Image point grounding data
= = = = = = =
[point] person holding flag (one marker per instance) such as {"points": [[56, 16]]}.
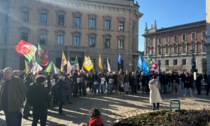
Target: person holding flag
{"points": [[63, 61], [143, 65]]}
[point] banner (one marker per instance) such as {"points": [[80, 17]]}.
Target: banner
{"points": [[143, 65], [88, 65]]}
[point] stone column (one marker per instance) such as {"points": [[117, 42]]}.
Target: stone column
{"points": [[208, 34]]}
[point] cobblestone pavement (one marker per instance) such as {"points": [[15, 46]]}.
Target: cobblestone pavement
{"points": [[111, 106]]}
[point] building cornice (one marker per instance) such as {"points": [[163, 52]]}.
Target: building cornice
{"points": [[177, 28]]}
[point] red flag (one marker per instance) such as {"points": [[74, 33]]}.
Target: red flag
{"points": [[26, 48]]}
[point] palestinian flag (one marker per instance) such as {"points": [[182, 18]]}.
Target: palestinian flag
{"points": [[152, 64], [27, 49], [42, 56], [52, 68]]}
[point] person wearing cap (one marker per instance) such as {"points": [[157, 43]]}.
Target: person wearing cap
{"points": [[38, 97], [61, 91], [12, 95]]}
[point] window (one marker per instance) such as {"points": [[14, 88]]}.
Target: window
{"points": [[76, 36], [175, 49], [175, 38], [25, 14], [184, 62], [121, 23], [77, 22], [121, 26], [120, 42], [92, 21], [24, 33], [76, 41], [107, 22], [60, 37], [175, 62], [203, 33], [193, 35], [60, 17], [107, 39], [77, 19], [166, 62], [92, 40], [43, 13], [5, 37], [43, 18], [184, 37], [43, 36], [184, 49], [159, 40]]}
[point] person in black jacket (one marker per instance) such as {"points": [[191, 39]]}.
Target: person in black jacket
{"points": [[38, 97], [27, 107]]}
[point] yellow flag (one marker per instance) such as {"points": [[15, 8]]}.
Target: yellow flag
{"points": [[63, 61], [99, 61], [88, 65]]}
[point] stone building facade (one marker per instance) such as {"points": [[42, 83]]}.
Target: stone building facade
{"points": [[78, 27], [173, 47], [208, 34]]}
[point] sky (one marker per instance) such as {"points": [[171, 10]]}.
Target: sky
{"points": [[169, 13]]}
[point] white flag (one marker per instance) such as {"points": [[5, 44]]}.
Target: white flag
{"points": [[108, 66]]}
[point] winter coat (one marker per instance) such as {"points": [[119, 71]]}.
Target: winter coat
{"points": [[154, 92], [38, 96], [61, 90]]}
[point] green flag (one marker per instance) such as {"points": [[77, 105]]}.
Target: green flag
{"points": [[50, 67], [39, 54], [76, 64]]}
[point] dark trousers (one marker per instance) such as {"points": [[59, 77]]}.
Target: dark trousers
{"points": [[156, 106], [198, 87], [13, 118], [207, 90], [27, 108], [60, 109], [39, 114]]}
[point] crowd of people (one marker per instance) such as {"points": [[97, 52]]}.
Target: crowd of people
{"points": [[42, 91]]}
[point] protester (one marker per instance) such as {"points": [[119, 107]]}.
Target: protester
{"points": [[38, 97], [61, 90], [188, 83], [95, 118], [155, 97], [27, 107], [12, 95]]}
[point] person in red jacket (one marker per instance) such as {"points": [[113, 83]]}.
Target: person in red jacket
{"points": [[95, 118]]}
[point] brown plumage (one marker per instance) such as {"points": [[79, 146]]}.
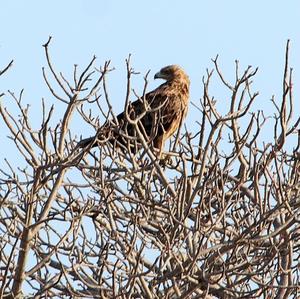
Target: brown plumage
{"points": [[160, 117]]}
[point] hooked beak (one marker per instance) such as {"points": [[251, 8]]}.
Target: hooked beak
{"points": [[158, 75]]}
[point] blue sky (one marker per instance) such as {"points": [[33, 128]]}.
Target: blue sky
{"points": [[156, 33]]}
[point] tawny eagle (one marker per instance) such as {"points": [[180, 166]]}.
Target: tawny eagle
{"points": [[159, 113]]}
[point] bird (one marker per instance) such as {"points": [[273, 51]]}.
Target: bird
{"points": [[157, 115]]}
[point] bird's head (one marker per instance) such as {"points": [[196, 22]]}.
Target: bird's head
{"points": [[170, 73]]}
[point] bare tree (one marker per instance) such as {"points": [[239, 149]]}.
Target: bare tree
{"points": [[217, 217]]}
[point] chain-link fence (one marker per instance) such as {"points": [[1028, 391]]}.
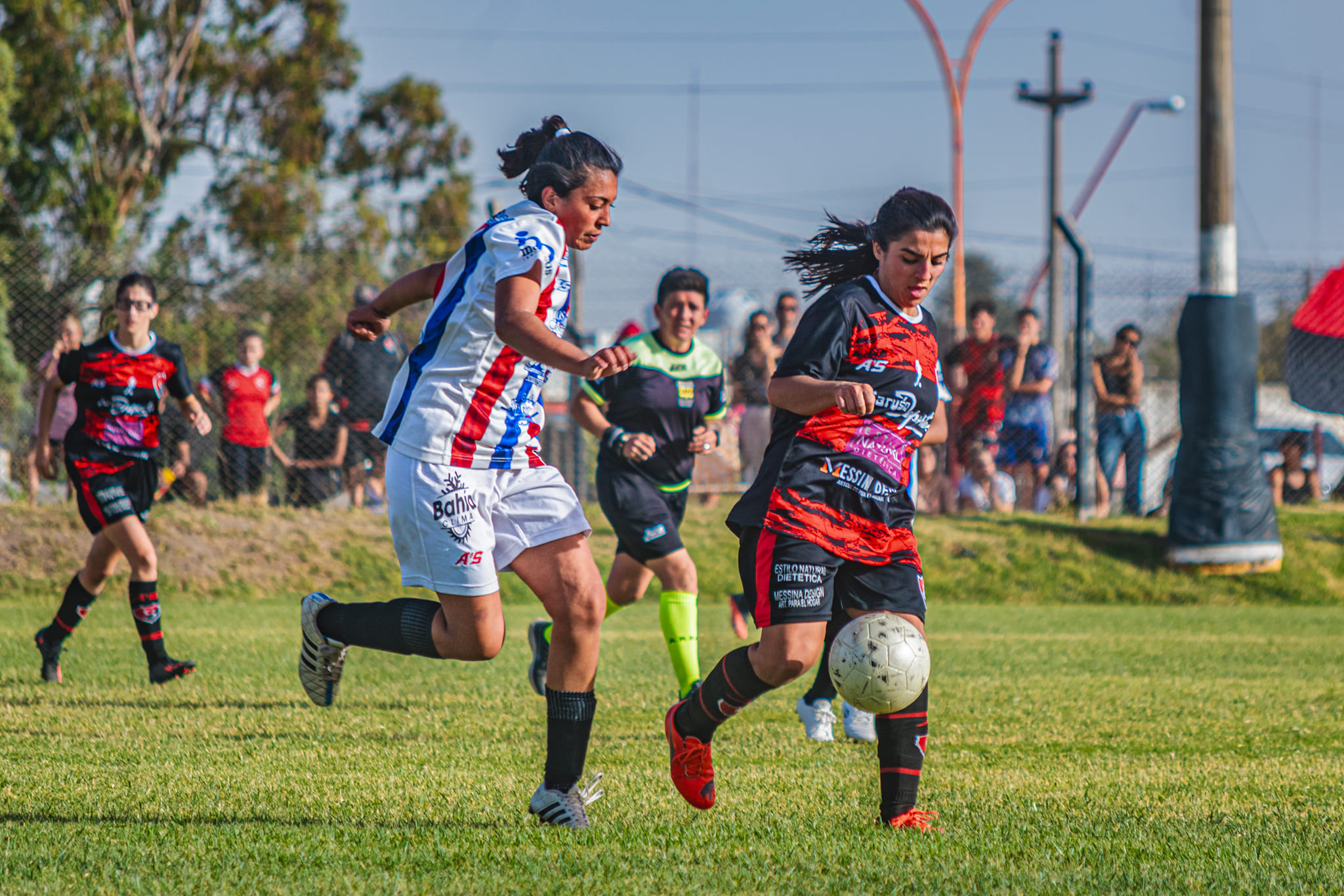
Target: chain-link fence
{"points": [[61, 296]]}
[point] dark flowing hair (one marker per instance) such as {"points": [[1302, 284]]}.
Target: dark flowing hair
{"points": [[561, 163], [843, 251]]}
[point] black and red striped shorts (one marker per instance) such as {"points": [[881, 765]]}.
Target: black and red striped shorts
{"points": [[112, 487], [796, 580]]}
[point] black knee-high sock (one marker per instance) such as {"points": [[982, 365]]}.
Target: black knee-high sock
{"points": [[74, 606], [569, 723], [405, 625], [902, 738], [729, 687], [822, 687], [148, 614]]}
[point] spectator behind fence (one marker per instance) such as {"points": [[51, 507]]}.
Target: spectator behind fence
{"points": [[977, 379], [1291, 483], [362, 375], [183, 446], [312, 476], [787, 312], [984, 487], [245, 394], [1118, 382], [936, 493], [69, 338], [1030, 371], [751, 373]]}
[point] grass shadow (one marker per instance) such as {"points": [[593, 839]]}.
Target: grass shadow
{"points": [[1139, 548]]}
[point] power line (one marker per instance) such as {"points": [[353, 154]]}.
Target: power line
{"points": [[724, 89]]}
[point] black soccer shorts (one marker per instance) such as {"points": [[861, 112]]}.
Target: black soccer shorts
{"points": [[112, 487], [646, 519], [793, 580]]}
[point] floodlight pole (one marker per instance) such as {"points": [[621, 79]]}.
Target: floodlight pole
{"points": [[1085, 405], [956, 74]]}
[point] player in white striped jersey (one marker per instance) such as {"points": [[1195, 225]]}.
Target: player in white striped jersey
{"points": [[468, 492]]}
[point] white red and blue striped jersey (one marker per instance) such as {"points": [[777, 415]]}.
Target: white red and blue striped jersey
{"points": [[463, 397]]}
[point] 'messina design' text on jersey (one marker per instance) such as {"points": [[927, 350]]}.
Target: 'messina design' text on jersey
{"points": [[839, 480], [463, 397]]}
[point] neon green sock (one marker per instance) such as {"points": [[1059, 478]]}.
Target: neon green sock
{"points": [[612, 606], [678, 617]]}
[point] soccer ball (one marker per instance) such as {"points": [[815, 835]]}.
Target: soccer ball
{"points": [[879, 662]]}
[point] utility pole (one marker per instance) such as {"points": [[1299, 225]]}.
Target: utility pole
{"points": [[1222, 515], [1055, 100], [692, 155], [1217, 152]]}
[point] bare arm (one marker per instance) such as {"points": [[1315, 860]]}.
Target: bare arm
{"points": [[518, 327], [807, 396]]}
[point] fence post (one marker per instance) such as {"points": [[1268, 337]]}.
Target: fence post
{"points": [[1083, 405]]}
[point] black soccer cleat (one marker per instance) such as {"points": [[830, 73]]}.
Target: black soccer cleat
{"points": [[50, 652], [170, 669]]}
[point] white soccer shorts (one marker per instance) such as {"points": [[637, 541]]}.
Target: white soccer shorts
{"points": [[456, 529]]}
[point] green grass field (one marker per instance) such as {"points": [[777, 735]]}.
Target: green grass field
{"points": [[1074, 748]]}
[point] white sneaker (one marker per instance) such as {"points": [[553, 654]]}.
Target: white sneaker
{"points": [[568, 809], [320, 659], [859, 724], [818, 719]]}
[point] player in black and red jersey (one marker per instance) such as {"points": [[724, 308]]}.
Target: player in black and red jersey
{"points": [[110, 453], [828, 518]]}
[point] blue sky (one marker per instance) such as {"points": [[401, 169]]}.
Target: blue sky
{"points": [[797, 115]]}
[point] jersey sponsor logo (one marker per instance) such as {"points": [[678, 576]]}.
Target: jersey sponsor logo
{"points": [[856, 480], [455, 510], [883, 446], [797, 598], [804, 573], [531, 246]]}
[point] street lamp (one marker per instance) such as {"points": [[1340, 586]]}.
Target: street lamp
{"points": [[1169, 105], [956, 73]]}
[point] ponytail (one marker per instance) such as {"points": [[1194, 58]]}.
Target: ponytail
{"points": [[843, 251], [558, 157]]}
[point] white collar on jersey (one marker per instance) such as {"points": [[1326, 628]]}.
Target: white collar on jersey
{"points": [[913, 319], [154, 339]]}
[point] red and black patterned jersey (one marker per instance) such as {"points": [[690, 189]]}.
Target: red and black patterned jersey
{"points": [[839, 480], [117, 394]]}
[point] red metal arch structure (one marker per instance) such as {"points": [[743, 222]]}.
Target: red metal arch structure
{"points": [[956, 74]]}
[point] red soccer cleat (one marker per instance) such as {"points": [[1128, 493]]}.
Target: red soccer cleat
{"points": [[915, 819], [692, 769]]}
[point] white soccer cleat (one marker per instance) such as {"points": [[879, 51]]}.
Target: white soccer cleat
{"points": [[320, 659], [859, 724], [818, 719], [566, 809]]}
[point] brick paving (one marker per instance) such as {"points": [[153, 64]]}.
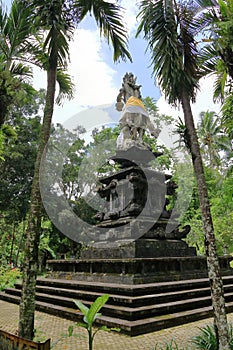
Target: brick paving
{"points": [[48, 326]]}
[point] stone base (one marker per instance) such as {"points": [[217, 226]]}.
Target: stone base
{"points": [[135, 271], [141, 248]]}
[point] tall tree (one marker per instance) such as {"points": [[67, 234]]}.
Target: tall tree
{"points": [[15, 33], [169, 28], [58, 18], [212, 139]]}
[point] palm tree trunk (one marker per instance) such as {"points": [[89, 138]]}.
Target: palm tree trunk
{"points": [[215, 279], [30, 268]]}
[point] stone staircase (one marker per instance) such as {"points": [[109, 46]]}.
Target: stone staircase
{"points": [[135, 309]]}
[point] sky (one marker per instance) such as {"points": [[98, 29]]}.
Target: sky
{"points": [[97, 79]]}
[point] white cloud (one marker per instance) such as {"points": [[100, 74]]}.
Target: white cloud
{"points": [[130, 13], [93, 78]]}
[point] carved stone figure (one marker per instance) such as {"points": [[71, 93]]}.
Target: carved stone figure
{"points": [[134, 121]]}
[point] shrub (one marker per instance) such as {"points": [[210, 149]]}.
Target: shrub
{"points": [[8, 277], [208, 338]]}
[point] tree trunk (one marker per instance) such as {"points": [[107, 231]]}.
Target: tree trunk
{"points": [[214, 273], [30, 267]]}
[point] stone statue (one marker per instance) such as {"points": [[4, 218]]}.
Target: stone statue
{"points": [[134, 120]]}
= = = = = = =
● **Task brief**
Copy only what lies between the line with "Target: tawny eagle" and the line with "[point] black soccer shorts", those two lines included, exactly as given above; pictures stay out.

● **Response**
Target: tawny eagle
{"points": [[159, 113]]}
[point] bird (one marker per instance) such as {"points": [[273, 51]]}.
Target: bird
{"points": [[157, 115]]}
[point] bird's head (one marker per instance) such as {"points": [[196, 22]]}.
Target: bird's head
{"points": [[170, 73]]}
[point] bare tree (one marker per instance) such as {"points": [[239, 149]]}.
Target: bare tree
{"points": [[217, 217]]}
[point] chain-link fence (one marker per instance) such as {"points": [[1028, 391]]}.
Target: chain-link fence
{"points": [[61, 296]]}
[point] dark flowing hair (one marker per instance) such as {"points": [[1302, 284]]}.
Target: dark flowing hair
{"points": [[561, 163], [843, 251]]}
[point] black and red striped shorts (one marker per instance) such as {"points": [[881, 765]]}.
Target: black and red striped shorts
{"points": [[112, 487], [796, 580]]}
[point] black knee-high sock (one marker per instance) such as {"points": [[982, 365]]}.
Target: black knee-high sock
{"points": [[74, 606], [569, 723], [405, 625], [902, 738], [729, 687], [822, 687], [148, 614]]}
[point] spectator behind fence (one marker per instance) such as {"points": [[51, 507]]}.
Target: spectator behind fence
{"points": [[977, 379], [1291, 483], [362, 375], [183, 446], [312, 476], [787, 312], [984, 487], [245, 394], [1118, 382], [936, 493], [69, 338], [1030, 371], [751, 373]]}
[point] grass shadow (one marker per instance) such as {"points": [[593, 839]]}.
Target: grass shadow
{"points": [[1139, 548]]}
[point] power line (one marker per instance) such as {"points": [[353, 154]]}.
Target: power line
{"points": [[724, 89]]}
[point] black soccer shorts (one marker per instance) such as {"points": [[861, 112]]}.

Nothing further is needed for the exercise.